======== THE DATA ========

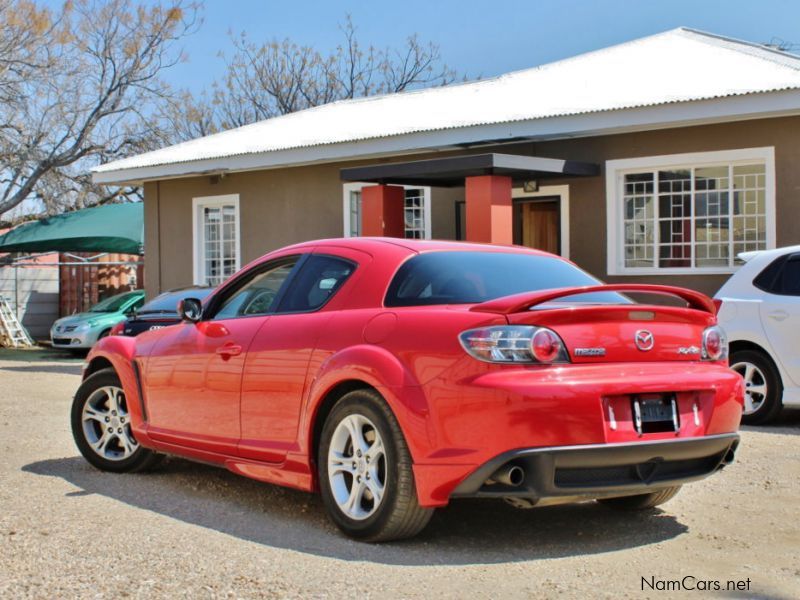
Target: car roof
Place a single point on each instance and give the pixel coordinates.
(768, 254)
(370, 244)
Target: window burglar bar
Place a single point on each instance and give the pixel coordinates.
(693, 216)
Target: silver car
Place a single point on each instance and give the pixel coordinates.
(82, 330)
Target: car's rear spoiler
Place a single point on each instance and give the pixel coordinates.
(522, 302)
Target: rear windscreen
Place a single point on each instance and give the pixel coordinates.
(474, 277)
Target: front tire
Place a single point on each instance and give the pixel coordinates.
(763, 388)
(101, 426)
(641, 501)
(365, 473)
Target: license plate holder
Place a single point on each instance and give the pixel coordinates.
(655, 413)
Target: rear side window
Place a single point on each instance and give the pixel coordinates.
(790, 277)
(474, 277)
(319, 279)
(781, 276)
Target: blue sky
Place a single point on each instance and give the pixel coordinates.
(479, 38)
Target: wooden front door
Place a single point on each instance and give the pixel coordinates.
(539, 225)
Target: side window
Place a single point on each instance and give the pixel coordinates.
(318, 280)
(789, 281)
(781, 276)
(258, 294)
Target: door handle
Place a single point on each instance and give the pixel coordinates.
(778, 315)
(229, 350)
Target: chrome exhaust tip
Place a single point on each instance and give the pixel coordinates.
(511, 475)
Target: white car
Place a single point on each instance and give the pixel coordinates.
(759, 309)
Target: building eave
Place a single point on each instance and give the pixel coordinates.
(662, 116)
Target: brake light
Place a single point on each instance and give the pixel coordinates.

========

Omit the pictures and write out the remaining data exactly.

Target: car roof
Place a single point on each instance and give the pixel coordinates.
(768, 254)
(370, 244)
Target: window burglar bar
Place a single point on each instance and give the pixel coordinates.
(693, 216)
Target: silver car
Place a single point on each instance and give the pixel coordinates.
(82, 330)
Target: car's rear spoiler
Place a single point on each instance and give the pixel coordinates.
(522, 302)
Target: rear windscreen
Place a single point on each instance and give the pixel coordinates.
(474, 277)
Target: front tire
Place a single point on each instance and give the pixel coordinates.
(763, 388)
(101, 426)
(641, 501)
(365, 473)
Target: license plate holder
Place a single point on each instance and give the pixel coordinates.
(655, 413)
Target: rear side window
Place a single point on each instance and give the pixel coordinates.
(790, 277)
(474, 277)
(319, 279)
(781, 276)
Target: blue sky
Place a single point on each instance and give the pixel coordinates.
(479, 38)
Target: wooden front door
Place a single point on each instance and give the pixel coordinates.
(539, 225)
Target: side window
Place a single point on each instance and give the pixel coordinates.
(318, 280)
(789, 281)
(781, 276)
(258, 294)
Target: door handle
Place a single point on each instance and give the pixel coordinates.
(778, 315)
(229, 350)
Target: chrome exhaust tip
Place a single point on each instance and give the pixel coordinates.
(511, 475)
Target: white car
Place a single point on each instance and give the pixel coordinates.
(759, 309)
Target: building eave
Place a single point on each instance and give the pixel coordinates.
(662, 116)
Target: brake light
Place a single point on each instance and give the pixel coordinates.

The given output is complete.